> EXERCISE DIRECTIONS
From the line with "Ground woman's hand" up to and including the line with "673;37;906;92", write out every line of the listing again, requests included. Multiply each box coordinate in the answers by 1.15 and round to whole numbers, with halves rounded up.

Records of labeled boxes:
— start —

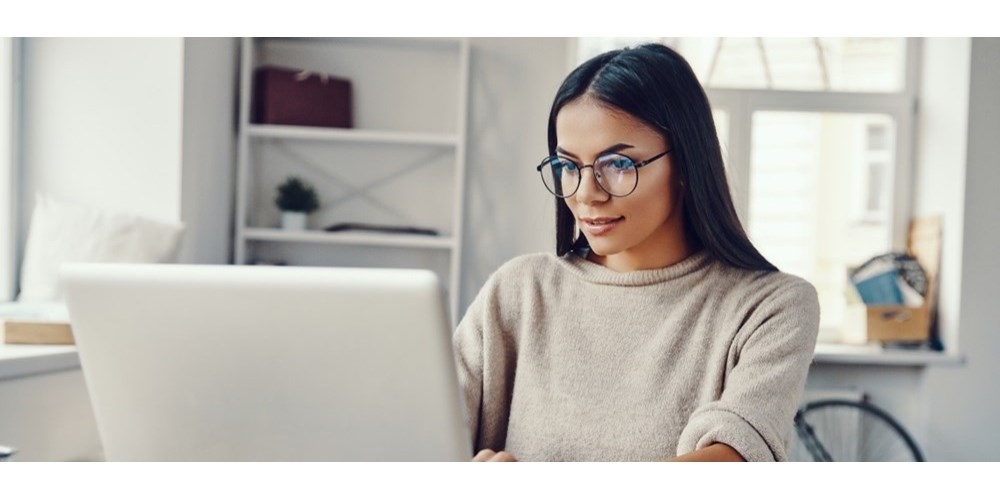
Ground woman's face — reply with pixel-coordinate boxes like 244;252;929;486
556;96;689;271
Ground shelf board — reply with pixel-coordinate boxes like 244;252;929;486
247;124;458;147
254;37;463;49
243;228;455;249
813;343;965;366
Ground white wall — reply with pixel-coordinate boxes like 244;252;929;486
459;38;569;312
178;38;239;264
913;38;971;356
22;38;184;227
19;38;238;278
926;38;1000;461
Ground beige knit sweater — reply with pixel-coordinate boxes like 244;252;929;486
454;251;819;461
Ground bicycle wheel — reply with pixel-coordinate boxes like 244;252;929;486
789;399;924;462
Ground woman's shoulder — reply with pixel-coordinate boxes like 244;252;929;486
493;252;559;281
715;262;818;308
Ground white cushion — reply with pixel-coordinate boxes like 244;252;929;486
17;194;184;301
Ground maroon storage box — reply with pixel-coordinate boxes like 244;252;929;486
253;66;354;128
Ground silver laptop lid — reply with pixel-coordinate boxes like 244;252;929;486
63;264;471;461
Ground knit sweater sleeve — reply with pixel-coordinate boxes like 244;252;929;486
452;264;516;453
677;279;819;461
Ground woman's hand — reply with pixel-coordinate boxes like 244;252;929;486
472;448;517;462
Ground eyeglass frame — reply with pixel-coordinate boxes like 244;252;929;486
535;147;674;199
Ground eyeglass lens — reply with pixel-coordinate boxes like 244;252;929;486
541;154;638;198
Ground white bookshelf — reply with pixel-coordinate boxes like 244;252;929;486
247;124;459;147
234;38;470;324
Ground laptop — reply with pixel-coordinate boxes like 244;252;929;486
62;264;472;461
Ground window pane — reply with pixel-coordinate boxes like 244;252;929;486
748;111;896;334
712;108;729;170
577;37;906;92
673;37;906;92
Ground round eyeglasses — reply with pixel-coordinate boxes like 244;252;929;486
538;149;670;198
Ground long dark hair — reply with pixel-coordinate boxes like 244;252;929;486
549;44;778;271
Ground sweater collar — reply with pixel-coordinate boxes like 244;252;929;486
559;249;712;286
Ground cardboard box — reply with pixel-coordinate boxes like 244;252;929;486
842;303;931;344
252;66;354;128
841;217;941;344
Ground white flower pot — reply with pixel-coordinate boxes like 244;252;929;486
281;212;308;231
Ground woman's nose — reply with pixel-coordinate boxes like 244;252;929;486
573;167;611;203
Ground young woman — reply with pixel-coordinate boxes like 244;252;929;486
454;44;819;461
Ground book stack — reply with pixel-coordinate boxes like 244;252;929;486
0;302;74;345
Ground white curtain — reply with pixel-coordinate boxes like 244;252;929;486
0;37;17;302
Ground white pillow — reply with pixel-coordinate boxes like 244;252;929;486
17;194;184;301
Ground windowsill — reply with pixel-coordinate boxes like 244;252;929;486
813;343;965;367
0;344;80;380
0;343;965;380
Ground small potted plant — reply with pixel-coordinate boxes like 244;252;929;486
274;176;319;231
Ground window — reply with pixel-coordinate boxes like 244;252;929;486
0;37;17;302
578;38;919;338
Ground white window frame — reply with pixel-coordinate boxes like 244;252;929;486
705;38;922;249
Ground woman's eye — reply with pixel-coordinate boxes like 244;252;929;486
605;158;632;170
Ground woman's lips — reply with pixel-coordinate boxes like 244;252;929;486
580;217;624;236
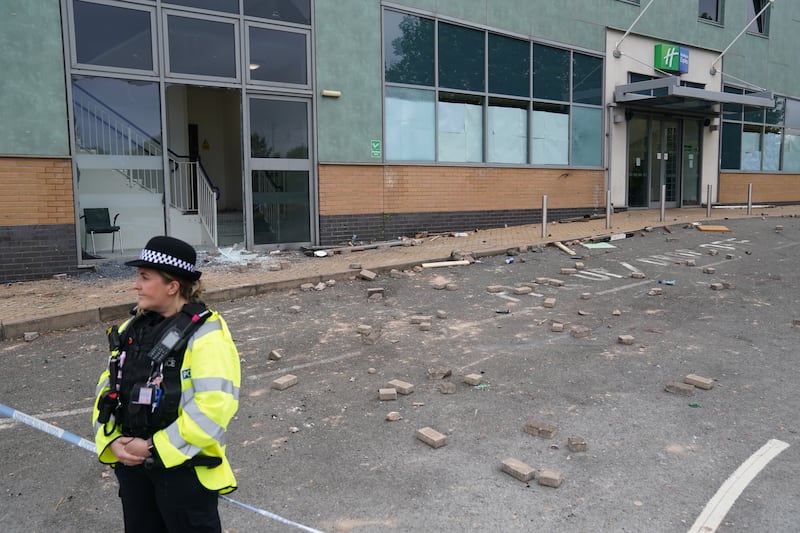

— end —

> SOLUTION
Ground woman's hand — reply with pixel-coordinate boxes like 244;252;929;486
543;515;595;531
Ground eyeglass frame — reply with pixel-coordinate boxes like 244;252;929;486
615;169;775;229
Ground eyeglass lens — reply with pixel-coordinate boxes like 244;252;929;486
622;177;734;228
Ground white bookshelf — reply with pixel-coordinate boxes like 244;252;929;486
284;143;528;169
269;44;541;373
Ground laptop — reply with pixel-coordinate boxes like 244;252;929;486
71;304;543;530
Ground window pane — reply with pixel-coordinate boxes like 244;252;929;486
860;128;1030;384
819;124;838;196
664;43;1042;106
774;43;1042;106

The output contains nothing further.